— PROBLEM DETAILS —
Without the pictures, return all of the material exactly as written.

— ENTRIES PROVIDED —
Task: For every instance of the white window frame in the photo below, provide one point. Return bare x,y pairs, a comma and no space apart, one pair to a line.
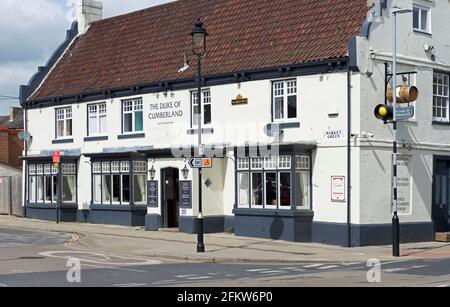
63,115
207,100
252,204
97,111
266,206
428,25
440,94
285,92
132,106
286,171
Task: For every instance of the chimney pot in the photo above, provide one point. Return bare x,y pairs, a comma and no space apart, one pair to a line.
88,11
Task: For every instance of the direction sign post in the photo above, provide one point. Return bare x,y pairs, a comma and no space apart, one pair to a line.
405,113
200,163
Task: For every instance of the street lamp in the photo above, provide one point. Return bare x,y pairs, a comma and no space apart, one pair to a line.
152,172
185,172
199,49
395,219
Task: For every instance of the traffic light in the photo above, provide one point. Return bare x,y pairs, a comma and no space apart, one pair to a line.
384,112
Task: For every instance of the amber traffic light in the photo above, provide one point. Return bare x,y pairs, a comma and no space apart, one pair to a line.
384,112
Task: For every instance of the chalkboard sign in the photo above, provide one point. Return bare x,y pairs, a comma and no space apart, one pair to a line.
152,194
186,194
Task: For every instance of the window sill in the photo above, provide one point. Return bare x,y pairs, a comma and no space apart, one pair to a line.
274,212
96,138
62,141
269,129
204,131
422,32
438,123
131,136
118,207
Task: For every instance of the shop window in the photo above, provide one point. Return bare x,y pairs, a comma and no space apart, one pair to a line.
133,116
43,183
64,122
441,97
257,190
274,182
284,100
97,119
206,108
421,19
303,182
112,182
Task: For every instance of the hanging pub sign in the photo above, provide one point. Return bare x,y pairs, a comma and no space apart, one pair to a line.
239,100
338,188
152,194
186,194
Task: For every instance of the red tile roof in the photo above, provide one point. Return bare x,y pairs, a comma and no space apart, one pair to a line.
148,46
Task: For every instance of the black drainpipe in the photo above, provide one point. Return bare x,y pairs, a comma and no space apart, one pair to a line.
349,153
25,180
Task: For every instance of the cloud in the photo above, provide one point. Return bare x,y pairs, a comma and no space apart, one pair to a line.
32,29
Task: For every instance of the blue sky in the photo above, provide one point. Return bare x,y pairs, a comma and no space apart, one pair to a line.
30,30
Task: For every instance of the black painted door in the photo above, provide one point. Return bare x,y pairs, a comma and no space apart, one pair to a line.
441,199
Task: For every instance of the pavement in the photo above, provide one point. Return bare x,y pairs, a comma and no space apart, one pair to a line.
220,248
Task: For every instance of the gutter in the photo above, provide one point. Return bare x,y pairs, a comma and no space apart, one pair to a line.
349,154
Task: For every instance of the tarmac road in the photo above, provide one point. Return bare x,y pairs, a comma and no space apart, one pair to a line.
40,259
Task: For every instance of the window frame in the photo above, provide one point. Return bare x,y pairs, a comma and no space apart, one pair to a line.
285,96
206,100
422,9
120,168
435,95
97,117
284,163
65,119
133,111
42,170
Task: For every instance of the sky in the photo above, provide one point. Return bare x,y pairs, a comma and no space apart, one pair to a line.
30,30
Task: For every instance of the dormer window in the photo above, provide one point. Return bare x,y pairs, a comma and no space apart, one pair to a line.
421,19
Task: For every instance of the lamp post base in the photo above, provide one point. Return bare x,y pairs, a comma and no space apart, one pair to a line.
200,244
395,235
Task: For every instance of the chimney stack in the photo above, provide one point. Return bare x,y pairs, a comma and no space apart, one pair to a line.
88,11
14,113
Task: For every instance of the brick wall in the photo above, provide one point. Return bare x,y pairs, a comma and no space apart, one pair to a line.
10,148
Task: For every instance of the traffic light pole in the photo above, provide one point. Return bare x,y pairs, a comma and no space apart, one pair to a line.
395,218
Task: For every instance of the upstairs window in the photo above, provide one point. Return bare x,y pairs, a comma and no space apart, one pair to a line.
97,119
64,122
284,100
441,97
206,108
133,116
421,19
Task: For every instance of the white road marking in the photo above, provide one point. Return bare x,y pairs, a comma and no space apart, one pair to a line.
163,282
313,265
350,263
99,258
396,270
273,272
198,278
184,276
328,267
130,285
113,268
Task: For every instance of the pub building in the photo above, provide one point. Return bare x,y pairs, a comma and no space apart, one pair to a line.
288,93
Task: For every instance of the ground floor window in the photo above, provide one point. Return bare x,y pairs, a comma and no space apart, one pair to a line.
119,182
276,182
43,183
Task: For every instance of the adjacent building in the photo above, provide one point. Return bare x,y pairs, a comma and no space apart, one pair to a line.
288,93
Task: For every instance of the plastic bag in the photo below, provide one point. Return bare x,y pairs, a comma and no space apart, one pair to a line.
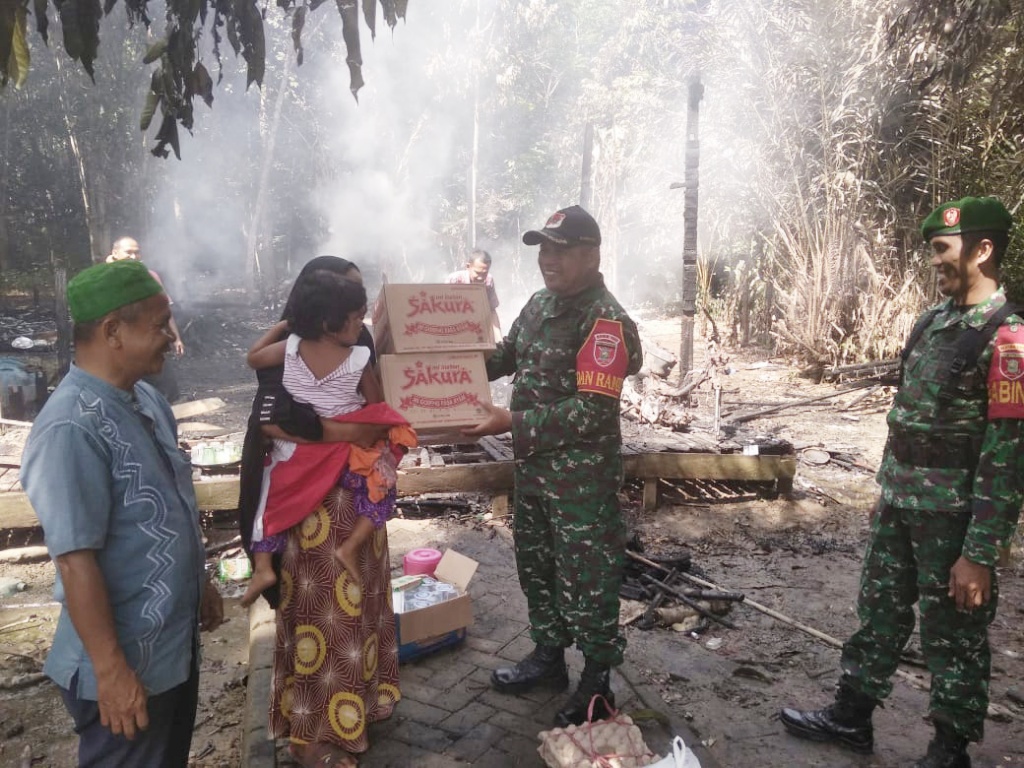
681,757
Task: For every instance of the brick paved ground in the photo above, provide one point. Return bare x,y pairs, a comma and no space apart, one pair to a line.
449,715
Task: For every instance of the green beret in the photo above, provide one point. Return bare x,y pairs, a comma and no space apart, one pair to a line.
967,215
103,288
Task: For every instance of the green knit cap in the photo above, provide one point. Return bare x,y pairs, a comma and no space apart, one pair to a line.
967,215
103,288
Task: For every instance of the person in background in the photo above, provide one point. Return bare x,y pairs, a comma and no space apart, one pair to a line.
127,248
115,497
569,349
478,271
951,481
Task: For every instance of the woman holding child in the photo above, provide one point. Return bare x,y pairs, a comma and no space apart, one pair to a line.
336,660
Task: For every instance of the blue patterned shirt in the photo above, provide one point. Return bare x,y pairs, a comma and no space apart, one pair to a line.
103,472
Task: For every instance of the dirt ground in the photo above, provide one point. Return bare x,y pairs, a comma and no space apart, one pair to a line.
798,554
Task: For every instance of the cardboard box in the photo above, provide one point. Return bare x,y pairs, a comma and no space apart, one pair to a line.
437,392
431,316
426,630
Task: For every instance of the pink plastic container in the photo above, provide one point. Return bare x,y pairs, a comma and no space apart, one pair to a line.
421,561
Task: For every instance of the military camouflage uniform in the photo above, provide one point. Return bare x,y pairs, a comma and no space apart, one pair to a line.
569,530
951,484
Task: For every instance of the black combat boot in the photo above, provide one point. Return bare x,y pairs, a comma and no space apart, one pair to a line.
595,680
945,751
545,667
847,722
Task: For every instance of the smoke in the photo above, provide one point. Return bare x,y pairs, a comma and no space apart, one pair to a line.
383,181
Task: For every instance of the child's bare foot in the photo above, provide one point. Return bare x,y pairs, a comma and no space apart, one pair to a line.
260,581
349,557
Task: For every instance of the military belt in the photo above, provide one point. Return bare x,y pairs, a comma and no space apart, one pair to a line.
935,452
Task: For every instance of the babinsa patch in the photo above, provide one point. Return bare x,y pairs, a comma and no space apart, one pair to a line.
1006,375
602,360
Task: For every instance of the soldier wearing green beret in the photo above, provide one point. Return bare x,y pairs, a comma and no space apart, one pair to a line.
951,484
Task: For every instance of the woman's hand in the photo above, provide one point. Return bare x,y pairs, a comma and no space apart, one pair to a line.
499,420
364,435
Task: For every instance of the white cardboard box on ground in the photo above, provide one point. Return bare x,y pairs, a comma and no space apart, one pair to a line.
436,391
431,316
419,628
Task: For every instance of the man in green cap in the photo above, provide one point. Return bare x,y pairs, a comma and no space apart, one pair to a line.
951,484
115,497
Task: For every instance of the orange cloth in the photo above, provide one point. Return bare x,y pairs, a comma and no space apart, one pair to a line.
365,461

— FINAL RESULT —
Task: For every instance of the white window frame in the photo below, provide one point. Return bare x,y pairs, a comma and no space apart, one pair to a line.
63,115
207,100
252,204
97,111
266,206
428,25
440,94
285,92
132,106
286,171
Task: For every instance of the chimney pot in the photo above, provide one point. Return bare x,y pairs, a comma and no space apart, one pair to a line.
88,11
Task: For every instance of the direction sign post in the photo above, provide one point. Return bare x,y pairs, a comma and no space apart, one pair to a line.
405,113
200,163
Task: For every instance of the street lamp in the photo above, provide one point. Return bare x,y pairs, a comma and no space apart, one pair to a line.
152,172
185,172
199,49
395,219
Task: For every instance of the traffic light in the photo above, provide one point. Return bare x,y pairs, a comma and no space apart, one pair to a line.
384,112
Task: For every instance of the amber traffic light in the photo above, provide one point. Return bare x,y pairs, a comma and no space apart, one pair to a line.
384,112
Task: For every instance of the chalkboard sign in the photo above, provide one point. Return bare x,y pairs, a comma and no space apart, one pair to a line.
152,194
186,194
Task: For every instance of the window sill in the photo above, provide one point. Return bare x,y pairs, a comma and no space apart, one pair to a line.
274,212
96,138
62,141
269,129
204,131
422,32
438,123
131,136
118,207
Task: For every instance of the shop window in the photo above, provide one point. Return bare x,y pairs, a comma and no space apart, one pair to a line.
133,116
43,183
64,122
441,97
257,190
274,182
284,100
97,119
206,108
421,19
303,182
112,182
Task: For every instance of the hanging pub sign in the photo above, provide one point. Return bare x,y pairs, a comma and no space apart, one pair to a line.
239,100
338,188
152,194
186,194
Task: For every instance of the red tile roof in the photo above, provide one point. Return bare x,y pairs, a comma and no space apart, one pair to a line.
148,46
Task: For every instance of the black drainpipe in the photo above, provide one point. Return bare x,y pairs, a comma and no space apart, one pair to a line.
349,153
25,180
Task: For every instance of the cloud in the photo above, provide one point. Return bare x,y pairs, a comma and no space apart, one pair to a line.
32,29
Task: For every instance of the blue sky in the photo above, provide one point. Return bare x,y pairs, a comma and no space apart, one pair to a line.
30,30
Task: For every instance of the black painted door in the photo above, provide one point. Return bare x,y pairs, a comma and no space apart, one pair to a line.
441,199
Task: For every instance of the pavement in the photo above, provide one point. Return bare x,y pairs, a comma and no space apart, one pair to a line.
220,248
Task: For every instance of the gutter in the photo above, provide one point. Return bare x,y pairs, a comma and no space apart, one pair to a line.
349,154
Task: For every instance of the tarmac road in the photo above, provide one point. Return bare x,y pairs, a comma and no space apart, one pair to a line.
40,259
Task: For every instance of the window frame in the photo above, provide one point. Return bare x,y pairs, a comma and no space apart, one pair to a line.
285,96
206,100
422,9
120,168
435,95
97,117
284,163
65,119
133,111
42,170
Task: For every instance of the sky in the photo above, provide one point. Return bare x,y pairs, a comma and no space apart, one pair to a line.
30,30
Task: For every instance of the dormer window in the photo above, provide one point. Return bare x,y pairs, a comma and no space apart, one pair to a line.
421,19
Task: For every instance of the lamp post base in the photo above, provide one point. Return bare x,y pairs, a comma and no space apart, one pair to a line.
200,244
395,235
Task: For every instance of the chimney stack in the photo above, provide one point. Return bare x,y pairs, a comma and no space apart, one pair to a line.
88,11
14,113
Task: For every instance of the brick wall in the photo above, provide one point. Return bare x,y pairs, a comma and no space apart, one pair to a line.
10,148
Task: For every instance of the traffic light pole in the photo above, provide one point. Return bare x,y pairs, a comma and no space apart, one pair to a line.
395,218
Task: For every instance of the upstairs window in the photo above, provide one point. Return bare x,y pairs, a comma and no space apart, one pair to a line.
97,119
64,122
284,100
441,97
206,108
133,116
421,19
Task: For every instance of the white road marking in the photo above, provide one point. Return bare x,y pairs, a comma and no space apart, one pair to a line.
163,282
313,265
350,263
99,258
396,270
273,272
198,278
184,276
328,267
130,285
113,268
Task: For every instance of the pub building in the photo above, provide one point. Return bare x,y pairs, a comma and no space apart, one pair to a line.
288,93
Task: For every instance of the ground floor window in the photo above, provide one point. Return bare x,y pairs, a comma and no space apart, one pair to a line.
119,182
276,182
43,183
Task: For every instance of the adjacent building in the photo above, provide one point. Return bare x,y pairs, a comma and no space apart, one pair to a line.
288,93
Task: For every instance of the plastic bag in the photo below, provide one point. Return bare x,y pairs, a comma and no space apart, one pair to a line.
681,757
Task: For every instance of the brick paved ground in the photo above, provide one point. Return bare x,y pairs, a comma and no space apart, one pair to a line.
449,715
Task: For every instance of the green beret in the photo above, provide one point. Return bare x,y pairs, a comma and no space apart, one pair to a line.
967,215
103,288
Task: For every instance of the green knit cap in the photo above, provide one point. Return bare x,y pairs, a comma and no space apart, one pair to a line.
967,215
103,288
Task: For every instance of the person in background in the photo above, provide one point. Return bare x,y pairs, a comma and no space apart, one pair to a line.
127,248
115,497
569,349
478,271
951,481
Task: For every instance of the woman holding child in the photo above, provide one point. Return bare x,y pairs, a comma and no space apart, one pair to a line.
336,660
Task: For every instance of the blue patterned shirt in the photo above, provide one point. Return bare x,y pairs, a comma and no space apart, one pair to a line.
103,472
Task: For every instance of the dirt ground in the photo above, provide one point. Return bare x,y pairs, a comma and no space apart, one pair to a line.
798,554
Task: For every instance of the cardboard box in the photo above, provide one point. Return bare x,y pairs, a comma and no space apart, one pair to a line.
437,392
431,316
426,630
Task: For every instance of the pink plastic container in the photo above, provide one point. Return bare x,y pairs, a comma and no space apart, one pair to a line.
421,561
Task: For every instance of the military camouflage uniform in the photo above, provide one point. Return bare x,y pairs, a comma and no space apart, one pair to a line.
569,530
951,484
Task: For every instance of the black combat boot in the photo above, provide one point. Return bare x,y pairs, a comma and no space apart, one pair to a line.
595,680
945,751
545,667
847,722
Task: For every instance of the smoke in the photo above, provide one point. Return bare x,y pairs, a comma and no space apart, one pair to a line.
383,181
Task: For every instance of the child's bare foot in the photo above, provide one point. Return bare x,y pairs, a comma and no space apart, one pair to a line.
260,581
349,557
Task: For every instance of the military belt in the photo above, provide one point. Return bare x,y pairs, a comma and no space apart, one pair to a line.
935,452
Task: For every instance of the babinsa patch in the photo above, provide one point. Return bare x,y pairs, a comma and no space apart, one pair to a line.
1006,375
602,360
Task: For every instance of the soldier wearing green beret in the photo above, provide one point. Return bare x,y pairs, a comma and no space apart, one pair to a line.
951,484
Task: For every instance of the woman's hand in the photo above, provide one point. Return bare x,y pairs, a comma and no space apart, one pair to a line.
499,420
364,435
Task: For every instance of the white cardboard box on ground in the photo above, provide one point. Return bare x,y pairs, a comma and no space apart, one pair to a line.
436,391
431,316
419,628
Task: For every instance of the man in green cap in the photo above, provide one point. Return bare x,y pairs, a comma and no space apart, one pair to a line.
951,484
115,497
Task: For every instance of the orange cloth in the photo above, provide one point. Return bare x,y pairs, a comma and no space apart, one pair to a line.
365,461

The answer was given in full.